-- Opening Marker --

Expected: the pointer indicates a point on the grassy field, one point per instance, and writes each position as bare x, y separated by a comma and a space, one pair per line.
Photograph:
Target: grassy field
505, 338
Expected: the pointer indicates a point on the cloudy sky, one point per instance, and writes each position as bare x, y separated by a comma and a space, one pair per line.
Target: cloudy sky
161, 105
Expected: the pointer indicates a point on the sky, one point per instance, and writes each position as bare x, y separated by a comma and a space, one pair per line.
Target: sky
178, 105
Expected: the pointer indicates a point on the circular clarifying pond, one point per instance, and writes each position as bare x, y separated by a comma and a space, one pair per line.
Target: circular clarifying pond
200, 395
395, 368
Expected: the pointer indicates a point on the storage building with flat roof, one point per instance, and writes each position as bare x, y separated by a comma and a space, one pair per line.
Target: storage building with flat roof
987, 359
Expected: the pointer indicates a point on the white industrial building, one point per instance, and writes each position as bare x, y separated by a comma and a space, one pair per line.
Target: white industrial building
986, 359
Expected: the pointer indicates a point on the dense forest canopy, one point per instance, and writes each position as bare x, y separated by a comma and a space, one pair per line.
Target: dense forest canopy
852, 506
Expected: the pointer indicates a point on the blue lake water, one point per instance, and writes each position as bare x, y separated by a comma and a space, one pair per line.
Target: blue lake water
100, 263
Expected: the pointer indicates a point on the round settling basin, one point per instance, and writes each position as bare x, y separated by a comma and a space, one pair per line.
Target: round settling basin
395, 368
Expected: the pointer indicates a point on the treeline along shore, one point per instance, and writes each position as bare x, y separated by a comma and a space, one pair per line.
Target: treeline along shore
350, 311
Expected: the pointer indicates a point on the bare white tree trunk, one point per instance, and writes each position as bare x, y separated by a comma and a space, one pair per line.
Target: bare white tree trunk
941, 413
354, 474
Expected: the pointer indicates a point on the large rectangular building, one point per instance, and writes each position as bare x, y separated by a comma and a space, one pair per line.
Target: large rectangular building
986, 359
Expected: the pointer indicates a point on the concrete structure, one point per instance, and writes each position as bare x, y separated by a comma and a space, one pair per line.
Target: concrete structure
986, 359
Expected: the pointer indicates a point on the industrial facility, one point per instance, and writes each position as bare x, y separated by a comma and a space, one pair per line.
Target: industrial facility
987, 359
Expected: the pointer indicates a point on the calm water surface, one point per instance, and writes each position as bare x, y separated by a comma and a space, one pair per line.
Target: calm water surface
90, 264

-- Closing Marker --

Task objective: Above are the entries; give them back verbatim.

Exercise response:
Expected: the pointer indicates a point on the grassy field, one point per instance, and writes each position as bare x, y separated by a comma and a space, one pair per line.
Photograph:
Target: grassy field
505, 338
Expected: the pointer indicates a point on the cloudy sky, one point per instance, and writes each position as bare x, y separated by a comma and a space, one pair per line.
Target: cloudy sky
161, 105
Expected: the pointer indicates a point on the sky, one point per instance, and writes each position as bare x, y separated by a comma and a space, one pair per line.
Target: sky
178, 105
Expected: the pointer indicates a point on the circular clarifying pond, one point per instance, and writes each position as bare x, y separated by a comma and a space, one pair per line.
Target: circular clarifying pond
200, 395
395, 368
Expected: the pointer indicates a point on the storage building with flat roof, one point per instance, and writes each position as bare x, y separated by a comma and a space, one pair per line.
Target: storage building with flat roof
987, 359
Expected: the pointer indicates a point on the white industrial building, one point per instance, and writes each position as bare x, y separated by a comma and a space, one pair per line.
Target: white industrial building
986, 359
Expected: the pointer indicates a point on the dense forest canopy, one point per instance, and writes each position as bare x, y separated by a comma and a space, one pair per line.
Target: dense forest canopy
852, 506
Expected: the pointer indicates a point on the blue lake water, one point per instance, and writes each position as bare x, y separated by a comma and a space, one pair per line.
Target: blue lake water
100, 263
Expected: the pointer indicates a point on the round settling basin, one point per instance, and writes each position as bare x, y separated by a comma and a space, one pair per line.
Target: round settling basin
395, 368
Expected: the pointer indicates a point on the treeline along shore, one point per instance, and writes each position as bare x, y separated by a comma and a space, one pair per line.
Target: treeline along shore
350, 311
Expected: the pointer indicates a point on the bare white tree trunk, one point per instance, and writes each position as bare x, y separated by a comma and a space, one pair per line.
Target: bare white tree trunk
941, 413
354, 474
Expected: the pointer indicates a point on the large rectangular building, one point per instance, and writes each position as bare x, y separated by a comma and a space, one pair per line.
Target: large rectangular building
986, 359
Expected: the pointer indicates a point on the concrete structure, one point per instance, and writes each position as bare x, y separated by a comma and a space, one pair per line.
Target: concrete structure
986, 359
Expected: the pointer indicates a point on the industrial facility, one point per instance, and writes each position as bare x, y separated by a comma and a space, one pair per line.
Target: industrial facility
987, 359
Expected: the pointer indicates a point on the calm water surface, one point per instance, and writes each position as bare x, y separated by a comma and a space, one pair per line.
Target: calm water surface
90, 264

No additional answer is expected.